— DESCRIPTION OF THE TASK —
Convert every line of the entries below into a single numbered list, omitting blank lines and any pictures.

-------- ITEMS

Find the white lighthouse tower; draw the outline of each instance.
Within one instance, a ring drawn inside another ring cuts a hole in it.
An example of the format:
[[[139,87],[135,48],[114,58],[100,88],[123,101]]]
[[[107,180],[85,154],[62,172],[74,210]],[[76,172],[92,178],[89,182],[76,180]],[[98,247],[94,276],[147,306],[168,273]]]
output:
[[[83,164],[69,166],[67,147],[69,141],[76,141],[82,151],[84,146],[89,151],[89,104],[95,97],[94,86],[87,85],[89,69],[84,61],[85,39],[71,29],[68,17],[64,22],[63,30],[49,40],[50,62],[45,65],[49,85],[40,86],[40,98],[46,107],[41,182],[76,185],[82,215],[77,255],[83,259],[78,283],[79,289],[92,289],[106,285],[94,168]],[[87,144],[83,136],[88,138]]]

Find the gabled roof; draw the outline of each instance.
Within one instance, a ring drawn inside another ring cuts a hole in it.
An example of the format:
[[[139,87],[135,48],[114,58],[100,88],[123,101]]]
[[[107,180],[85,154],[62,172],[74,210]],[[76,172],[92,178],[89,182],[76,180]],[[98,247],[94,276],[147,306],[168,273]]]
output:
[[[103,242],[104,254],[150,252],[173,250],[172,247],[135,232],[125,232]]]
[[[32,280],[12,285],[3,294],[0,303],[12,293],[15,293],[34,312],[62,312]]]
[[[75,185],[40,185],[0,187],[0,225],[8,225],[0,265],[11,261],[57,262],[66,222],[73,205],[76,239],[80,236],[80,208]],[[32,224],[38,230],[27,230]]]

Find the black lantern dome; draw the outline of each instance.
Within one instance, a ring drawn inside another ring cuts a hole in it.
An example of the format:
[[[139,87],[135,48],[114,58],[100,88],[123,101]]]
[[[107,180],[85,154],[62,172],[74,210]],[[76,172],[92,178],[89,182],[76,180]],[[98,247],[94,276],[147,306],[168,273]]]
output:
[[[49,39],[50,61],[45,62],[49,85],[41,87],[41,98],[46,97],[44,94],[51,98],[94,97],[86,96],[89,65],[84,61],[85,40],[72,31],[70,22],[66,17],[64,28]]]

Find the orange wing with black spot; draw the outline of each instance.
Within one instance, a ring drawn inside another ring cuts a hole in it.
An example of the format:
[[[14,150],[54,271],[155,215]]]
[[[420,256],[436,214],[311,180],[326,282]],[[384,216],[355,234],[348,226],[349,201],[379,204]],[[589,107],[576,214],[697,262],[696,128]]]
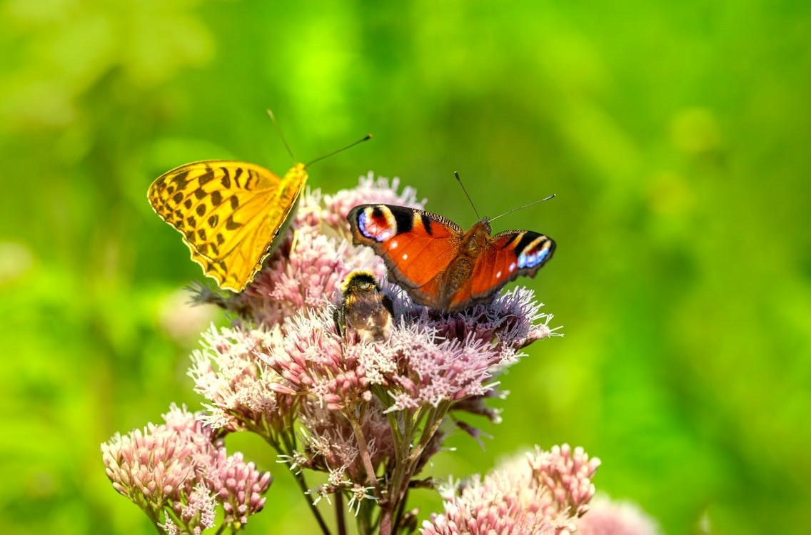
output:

----------------

— EXERCISE OUTPUT —
1. Find the white lighthouse tower; draw the outline of each instance.
2. Within one instance, a ring drawn inside another ring cuts a hole in it.
3. An example of the format:
4. [[[139,87],[135,48],[114,58],[100,88],[123,101]]]
5. [[[107,180],[85,154],[62,172],[74,210]],[[76,172],[92,178],[89,182],[76,180]],[[98,247],[94,276],[147,306],[168,273]]]
6. output:
7. [[[83,164],[69,166],[67,147],[69,141],[76,141],[82,151],[84,146],[89,151],[89,104],[95,97],[94,86],[87,85],[89,69],[84,61],[85,39],[71,29],[68,17],[64,22],[63,30],[49,40],[50,62],[45,65],[49,85],[40,86],[40,98],[46,107],[41,182],[76,185],[82,215],[77,255],[83,259],[78,283],[79,289],[92,289],[106,285],[94,168]],[[87,144],[83,136],[88,138]]]
8. Find the gabled roof; draw the outline of each instance.
9. Within one instance, a ring drawn inside another ring cuts a hole in it.
10. An example of the format:
11. [[[139,87],[135,48],[114,58],[100,88],[123,101]]]
12. [[[107,180],[85,154],[62,172],[74,210]],[[76,172],[92,178],[89,182],[76,180]],[[98,247],[94,276],[147,306],[168,273]]]
13. output:
14. [[[103,242],[104,254],[150,252],[173,250],[172,247],[135,232],[125,232]]]
15. [[[32,280],[12,285],[3,294],[0,303],[12,293],[15,293],[34,312],[62,312]]]
16. [[[75,185],[40,185],[0,187],[0,225],[8,225],[0,265],[11,261],[57,262],[66,222],[73,205],[76,239],[80,236],[80,208]],[[32,224],[38,230],[27,230]]]
17. Find the black lantern dome; draw the outline of each instance.
18. Within one instance, a ring drawn inside another ring cuts a hole in it.
19. An example of the format:
20. [[[139,87],[135,48],[114,58],[100,88],[123,101]]]
21. [[[107,180],[85,154],[62,172],[74,210]],[[76,172],[92,178],[89,182],[76,180]],[[98,247],[94,276],[147,306],[168,273]]]
22. output:
23. [[[49,39],[50,61],[45,62],[49,85],[41,87],[41,98],[46,97],[44,94],[51,98],[94,97],[86,96],[89,65],[84,61],[85,40],[72,31],[70,22],[66,17],[64,28]]]
24. Find the orange wing with black spot; draw the outline of each instance.
25. Within one instance, a ring drawn inside another ring cuts a hole in it.
26. An example of the format:
27. [[[14,150],[54,271],[155,215]]]
28. [[[420,256],[436,214],[311,180],[326,282]],[[384,216],[355,234],[348,226],[349,201],[379,204]],[[589,107],[576,214],[697,262],[696,128]]]
29. output:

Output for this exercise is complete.